• _WORK TO COMPLETE_
Copy, from the data below, each line that has the word "thatch".

• _MATERIAL FOR THIS EXERCISE_

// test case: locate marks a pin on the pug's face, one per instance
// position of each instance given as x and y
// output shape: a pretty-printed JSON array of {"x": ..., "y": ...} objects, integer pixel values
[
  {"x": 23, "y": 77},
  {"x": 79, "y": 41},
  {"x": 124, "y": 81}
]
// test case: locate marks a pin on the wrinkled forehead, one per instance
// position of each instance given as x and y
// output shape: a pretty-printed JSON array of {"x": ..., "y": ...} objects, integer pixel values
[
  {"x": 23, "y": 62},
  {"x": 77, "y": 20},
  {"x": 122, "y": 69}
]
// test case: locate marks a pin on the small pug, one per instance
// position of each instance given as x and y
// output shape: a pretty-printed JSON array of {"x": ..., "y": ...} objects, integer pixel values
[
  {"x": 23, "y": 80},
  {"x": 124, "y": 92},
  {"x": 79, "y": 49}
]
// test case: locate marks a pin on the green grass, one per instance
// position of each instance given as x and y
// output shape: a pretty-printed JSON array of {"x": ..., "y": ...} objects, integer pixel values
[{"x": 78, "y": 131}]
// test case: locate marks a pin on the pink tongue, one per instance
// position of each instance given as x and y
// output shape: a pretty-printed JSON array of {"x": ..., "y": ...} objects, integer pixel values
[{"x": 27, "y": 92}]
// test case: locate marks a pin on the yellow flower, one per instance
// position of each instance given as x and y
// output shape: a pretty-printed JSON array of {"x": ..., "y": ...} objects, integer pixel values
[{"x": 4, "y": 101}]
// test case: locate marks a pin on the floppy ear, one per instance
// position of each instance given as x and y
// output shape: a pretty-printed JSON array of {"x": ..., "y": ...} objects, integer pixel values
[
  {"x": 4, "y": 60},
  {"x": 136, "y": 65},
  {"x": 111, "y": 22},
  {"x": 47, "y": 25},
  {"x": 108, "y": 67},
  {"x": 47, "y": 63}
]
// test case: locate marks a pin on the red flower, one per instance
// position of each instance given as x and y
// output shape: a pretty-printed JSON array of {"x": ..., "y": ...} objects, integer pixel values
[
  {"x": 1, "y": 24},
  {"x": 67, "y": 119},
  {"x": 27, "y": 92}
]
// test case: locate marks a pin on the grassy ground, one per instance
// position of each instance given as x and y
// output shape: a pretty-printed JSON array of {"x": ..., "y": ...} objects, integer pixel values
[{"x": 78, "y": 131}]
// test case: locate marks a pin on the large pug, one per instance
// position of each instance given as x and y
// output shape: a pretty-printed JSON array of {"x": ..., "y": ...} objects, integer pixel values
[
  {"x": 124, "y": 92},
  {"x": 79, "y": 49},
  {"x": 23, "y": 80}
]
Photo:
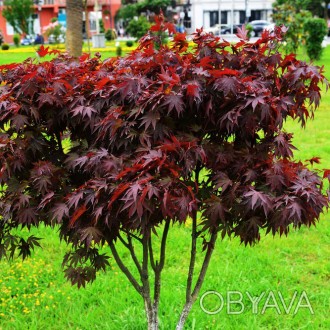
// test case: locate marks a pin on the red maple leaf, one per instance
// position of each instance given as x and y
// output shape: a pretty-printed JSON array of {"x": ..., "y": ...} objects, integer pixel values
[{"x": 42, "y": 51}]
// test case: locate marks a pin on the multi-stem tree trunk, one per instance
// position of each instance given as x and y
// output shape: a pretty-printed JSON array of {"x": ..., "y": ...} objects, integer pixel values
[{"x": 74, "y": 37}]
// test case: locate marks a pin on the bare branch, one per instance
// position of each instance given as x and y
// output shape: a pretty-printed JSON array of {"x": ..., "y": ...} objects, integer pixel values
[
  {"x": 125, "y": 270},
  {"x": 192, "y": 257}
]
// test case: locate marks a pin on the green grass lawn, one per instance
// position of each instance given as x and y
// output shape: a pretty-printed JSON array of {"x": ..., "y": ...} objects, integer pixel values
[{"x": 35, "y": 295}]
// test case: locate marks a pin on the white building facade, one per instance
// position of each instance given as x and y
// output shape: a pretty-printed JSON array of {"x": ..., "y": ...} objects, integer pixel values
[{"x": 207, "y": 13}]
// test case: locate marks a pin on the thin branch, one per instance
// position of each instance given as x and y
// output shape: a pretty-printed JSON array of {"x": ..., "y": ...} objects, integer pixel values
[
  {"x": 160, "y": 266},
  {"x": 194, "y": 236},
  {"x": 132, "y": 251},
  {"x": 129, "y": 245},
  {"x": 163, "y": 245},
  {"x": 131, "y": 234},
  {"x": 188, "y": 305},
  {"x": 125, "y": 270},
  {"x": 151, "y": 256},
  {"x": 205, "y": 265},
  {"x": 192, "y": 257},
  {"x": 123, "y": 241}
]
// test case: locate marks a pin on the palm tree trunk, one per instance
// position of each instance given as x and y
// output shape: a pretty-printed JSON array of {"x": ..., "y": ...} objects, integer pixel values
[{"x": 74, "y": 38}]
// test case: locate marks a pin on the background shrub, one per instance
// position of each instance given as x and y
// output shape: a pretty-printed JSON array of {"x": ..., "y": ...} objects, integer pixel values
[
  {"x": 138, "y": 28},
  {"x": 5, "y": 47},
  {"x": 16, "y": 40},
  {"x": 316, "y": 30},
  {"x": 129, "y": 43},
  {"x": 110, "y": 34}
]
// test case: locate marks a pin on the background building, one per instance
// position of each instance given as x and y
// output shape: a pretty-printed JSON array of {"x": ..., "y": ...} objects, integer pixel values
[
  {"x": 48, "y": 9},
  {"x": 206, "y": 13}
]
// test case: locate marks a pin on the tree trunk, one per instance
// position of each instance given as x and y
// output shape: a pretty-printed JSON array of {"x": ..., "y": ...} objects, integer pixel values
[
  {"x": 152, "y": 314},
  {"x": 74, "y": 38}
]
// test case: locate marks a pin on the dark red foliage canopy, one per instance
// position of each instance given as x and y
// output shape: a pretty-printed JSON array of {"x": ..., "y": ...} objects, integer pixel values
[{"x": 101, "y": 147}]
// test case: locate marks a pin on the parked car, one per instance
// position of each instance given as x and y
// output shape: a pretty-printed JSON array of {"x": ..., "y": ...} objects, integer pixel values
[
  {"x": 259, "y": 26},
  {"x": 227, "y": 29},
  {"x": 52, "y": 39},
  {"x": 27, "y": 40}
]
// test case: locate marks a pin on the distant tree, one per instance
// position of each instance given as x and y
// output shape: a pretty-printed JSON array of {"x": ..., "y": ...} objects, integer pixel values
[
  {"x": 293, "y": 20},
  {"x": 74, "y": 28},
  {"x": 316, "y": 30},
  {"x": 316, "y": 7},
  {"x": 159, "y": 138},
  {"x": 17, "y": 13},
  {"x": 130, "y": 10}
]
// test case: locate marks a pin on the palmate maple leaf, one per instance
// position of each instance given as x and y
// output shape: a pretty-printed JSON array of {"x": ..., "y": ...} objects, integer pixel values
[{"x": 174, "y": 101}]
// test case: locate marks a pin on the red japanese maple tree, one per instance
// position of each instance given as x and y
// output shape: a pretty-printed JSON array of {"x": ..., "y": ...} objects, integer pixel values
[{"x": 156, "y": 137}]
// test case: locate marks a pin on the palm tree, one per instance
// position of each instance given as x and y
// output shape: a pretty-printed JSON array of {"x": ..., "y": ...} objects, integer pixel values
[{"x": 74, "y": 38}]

---

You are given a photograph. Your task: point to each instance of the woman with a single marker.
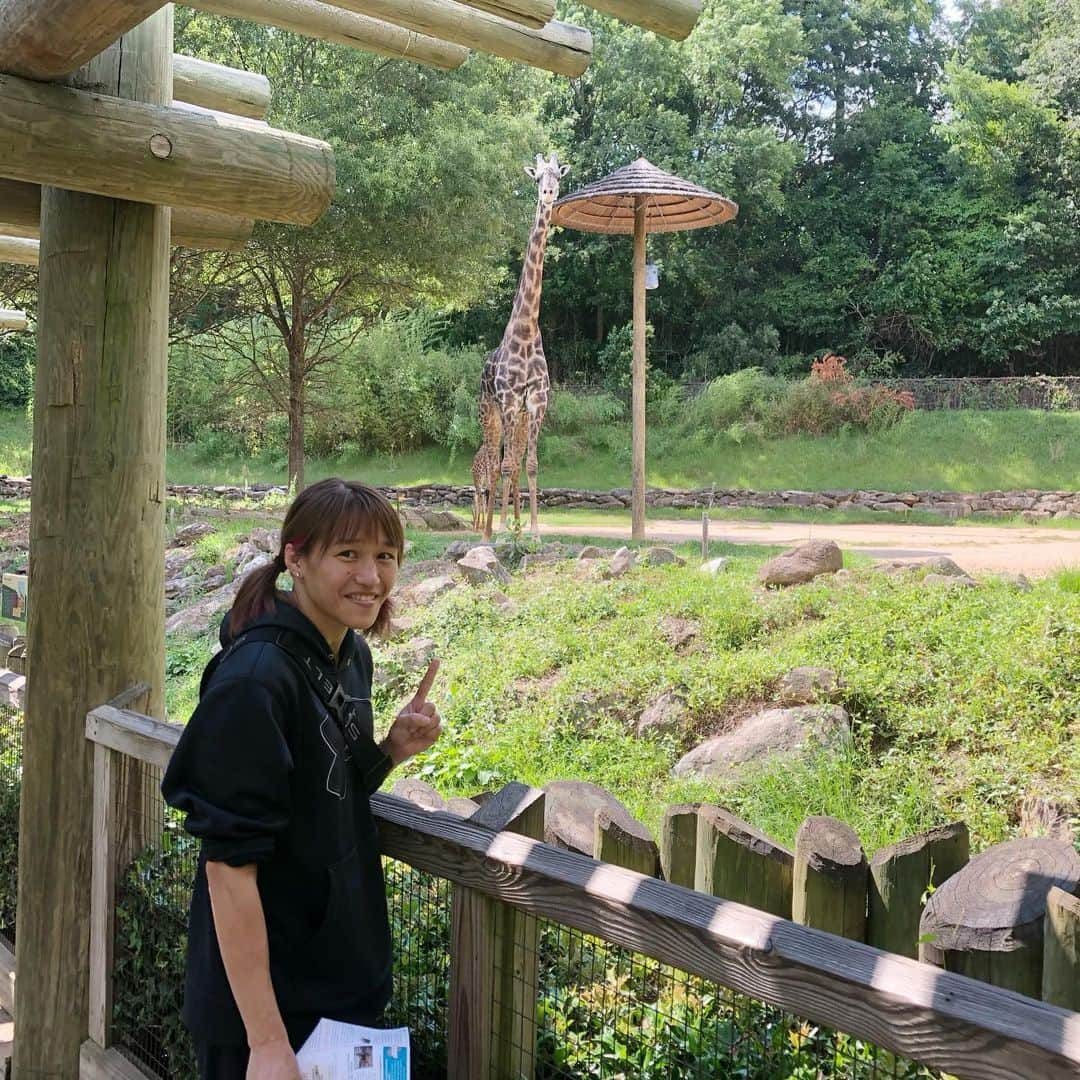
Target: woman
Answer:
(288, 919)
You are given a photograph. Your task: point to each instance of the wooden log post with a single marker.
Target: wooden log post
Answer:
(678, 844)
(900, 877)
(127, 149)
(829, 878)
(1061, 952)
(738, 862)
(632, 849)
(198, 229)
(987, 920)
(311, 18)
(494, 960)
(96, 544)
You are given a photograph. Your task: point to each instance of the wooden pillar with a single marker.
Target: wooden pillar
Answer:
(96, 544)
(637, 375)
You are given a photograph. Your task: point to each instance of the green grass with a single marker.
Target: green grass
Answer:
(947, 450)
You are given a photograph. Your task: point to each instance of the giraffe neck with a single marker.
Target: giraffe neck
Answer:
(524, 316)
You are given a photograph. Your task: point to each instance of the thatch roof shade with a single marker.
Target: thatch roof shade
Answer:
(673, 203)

• _RESULT OF THE TASK_
You are given a photograph. Your task: point to each instance of the thatch roof shade with a single marker.
Target: thatch roof shade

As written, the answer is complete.